*What to work on*. Below are the records; reproduce all of them exactly but without any images.
::::
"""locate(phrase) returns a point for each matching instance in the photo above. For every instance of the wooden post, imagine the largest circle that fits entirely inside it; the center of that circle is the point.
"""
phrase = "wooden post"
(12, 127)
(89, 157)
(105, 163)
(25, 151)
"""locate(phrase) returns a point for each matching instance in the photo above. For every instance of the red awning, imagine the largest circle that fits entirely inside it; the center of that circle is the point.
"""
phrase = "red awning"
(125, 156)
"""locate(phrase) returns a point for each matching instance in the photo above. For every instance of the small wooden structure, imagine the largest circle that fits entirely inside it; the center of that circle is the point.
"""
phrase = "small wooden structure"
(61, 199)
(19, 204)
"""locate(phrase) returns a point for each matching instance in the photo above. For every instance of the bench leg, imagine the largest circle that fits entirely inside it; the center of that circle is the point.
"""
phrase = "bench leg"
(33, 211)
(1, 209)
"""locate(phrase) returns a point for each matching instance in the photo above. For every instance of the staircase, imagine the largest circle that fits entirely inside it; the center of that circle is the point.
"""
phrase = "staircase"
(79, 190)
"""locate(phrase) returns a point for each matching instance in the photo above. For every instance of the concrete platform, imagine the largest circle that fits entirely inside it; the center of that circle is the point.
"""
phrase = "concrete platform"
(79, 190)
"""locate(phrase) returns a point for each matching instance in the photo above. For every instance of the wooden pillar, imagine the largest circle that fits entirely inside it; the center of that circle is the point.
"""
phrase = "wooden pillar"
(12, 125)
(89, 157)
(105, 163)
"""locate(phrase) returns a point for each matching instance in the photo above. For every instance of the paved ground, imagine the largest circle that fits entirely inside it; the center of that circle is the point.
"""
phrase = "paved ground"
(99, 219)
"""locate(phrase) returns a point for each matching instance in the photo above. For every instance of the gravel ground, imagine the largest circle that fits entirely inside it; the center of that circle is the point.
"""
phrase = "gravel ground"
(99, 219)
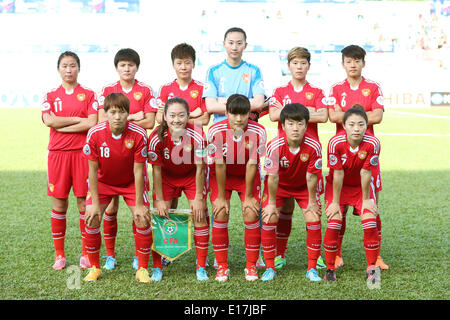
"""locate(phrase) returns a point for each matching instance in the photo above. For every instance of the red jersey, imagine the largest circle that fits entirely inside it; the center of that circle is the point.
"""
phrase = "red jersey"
(177, 159)
(236, 152)
(368, 94)
(116, 155)
(192, 94)
(141, 96)
(290, 166)
(341, 156)
(81, 102)
(309, 96)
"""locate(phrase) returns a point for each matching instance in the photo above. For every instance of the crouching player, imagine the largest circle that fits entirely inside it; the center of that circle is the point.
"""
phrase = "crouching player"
(235, 147)
(293, 164)
(117, 151)
(176, 151)
(351, 158)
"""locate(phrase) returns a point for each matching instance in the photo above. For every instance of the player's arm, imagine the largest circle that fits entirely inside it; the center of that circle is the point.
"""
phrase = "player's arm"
(250, 202)
(84, 125)
(56, 122)
(334, 207)
(271, 208)
(148, 122)
(159, 203)
(142, 215)
(93, 214)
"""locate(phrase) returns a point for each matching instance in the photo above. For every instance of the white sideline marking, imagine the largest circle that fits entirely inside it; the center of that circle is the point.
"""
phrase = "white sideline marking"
(419, 114)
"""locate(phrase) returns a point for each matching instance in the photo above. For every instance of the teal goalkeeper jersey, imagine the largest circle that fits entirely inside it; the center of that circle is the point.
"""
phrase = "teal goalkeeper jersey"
(223, 80)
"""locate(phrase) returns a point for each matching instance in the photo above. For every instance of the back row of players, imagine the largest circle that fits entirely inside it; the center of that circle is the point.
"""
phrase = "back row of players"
(111, 133)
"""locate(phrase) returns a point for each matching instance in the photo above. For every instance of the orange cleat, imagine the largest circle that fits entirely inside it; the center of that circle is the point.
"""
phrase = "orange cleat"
(380, 263)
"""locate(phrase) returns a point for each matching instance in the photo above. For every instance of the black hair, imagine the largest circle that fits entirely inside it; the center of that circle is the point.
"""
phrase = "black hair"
::::
*Full answer*.
"""locate(phrase) returns a point for each matching instance in the photo above. For every instance of the wooden post, imagine the largest circle that fits entirely inside it; the center of that circle is the point.
"""
phrase = "wooden post"
(12, 127)
(89, 157)
(105, 163)
(25, 151)
"""locate(phrase) returns a point for each matching instance in the photo above. For every instance of the red awning, imagine the largest circle that fits entirely inside it; the center of that circle is the point.
"""
phrase = "red awning"
(125, 156)
"""locate(phrase) returns a point for each matching instance in the photo above. For every instance of the small wooden structure, imagine the largest circle that fits entirely inside it; the center of that circle is the point.
"""
phrase = "small wooden structure"
(61, 199)
(19, 204)
"""locate(phrase) returns a point for each matching instance in the photo above. For every instance of the bench leg, imagine the largest circle that fits entirely inside it; the center of that circle is the point.
"""
phrase = "bench leg"
(33, 211)
(1, 209)
"""locate(phrase) returns a point for each matching instance in the photo above. For every instance of the staircase, imagine the largest circle that fits entirely inside it; the center of that circle is the point.
"""
phrase = "staircase"
(79, 190)
"""locate(phrase) returns a point for each matching instance in the photo above. For every instance of the concrete platform, imagine the largest circle that fits entirely inside it; the center of that circle is the point.
"""
phrase = "concrete platform"
(79, 190)
"""locate(phrase) returns a point for each matching instance in the photo above. For every instance of the wooden pillar, imagine the largest circle that fits entirely inside it; the center of that circle is the point.
"""
phrase = "wooden pillar"
(12, 125)
(89, 157)
(105, 163)
"""locate(phrase) returns a point for each matching instance in the photo above. For every instance of the paved ground, imagine the largest circle that fits entirely inside it; the center of that circle is the point.
"""
phrase = "paved ground"
(99, 219)
"""locate(phrase) returns a point for each matching instance in the photo above. For every instance of the gravel ground, imagine the largest circle that fits entirely inside it; the center of that circle is the point.
"""
phrase = "gravel ground"
(99, 219)
"""locate(phrase) returns a point for each matching instance in the photo above. For every instance of the red jersey, imagine the largest circle that fits entirely inside it; the center of that circle is the point.
"""
phrase = "red jersey"
(177, 159)
(236, 152)
(368, 94)
(116, 155)
(192, 94)
(141, 96)
(290, 166)
(341, 156)
(81, 102)
(309, 96)
"""locate(phrase) returns a point for each matching instance in the photo above. For every instance of the crouching player, imagine the largest circle that fits entirely inside it; the center of that circle is the point.
"""
phrase = "crouching player"
(235, 147)
(293, 164)
(117, 151)
(176, 151)
(351, 158)
"""locate(phrase) returns a point for each matching instance in the photo above. For every instance of the player's arm, imagine the largest circle that fits entirely inside it; the center of that circle is the point.
"""
phrase = "player's arm"
(250, 202)
(84, 125)
(56, 122)
(334, 207)
(271, 208)
(148, 122)
(159, 203)
(142, 215)
(93, 214)
"""locate(phrase) returns a point for each matching instance in the photo above. For every instance of the white sideline marking, imagine the largest circle that fits entirely inside it; the center of that circle is the point.
"""
phrase = "white sideline marking"
(419, 114)
"""locate(phrase) returns a point for each matching instance in the photo above. For every instance of the teal goalkeeper jersey, imagine the largest circle that fits entirely inside it; the center of that circle is the point.
"""
phrase = "teal goalkeeper jersey"
(223, 80)
"""locate(phrase) returns a point for each matching instance in the photo above. For every instance of the back row of players, imagine the largest circle that fits entirely inside it; the center of that circle is the point.
"""
phrase = "back row of players"
(111, 133)
"""locate(phrase) returns a point for each matching instance in the photo above. For every instance of the orange cleat, imagine the largest circle that fits entirely inside it; the center of that circle is the point.
"""
phrase = "orange cleat"
(380, 263)
"""locate(phrase) returns a point for each matching instance in the photo above. For every instance of the black hair, imagine the largest circle that fits entirely inside it; the center of that circle is the point.
"""
phrase = "black hair"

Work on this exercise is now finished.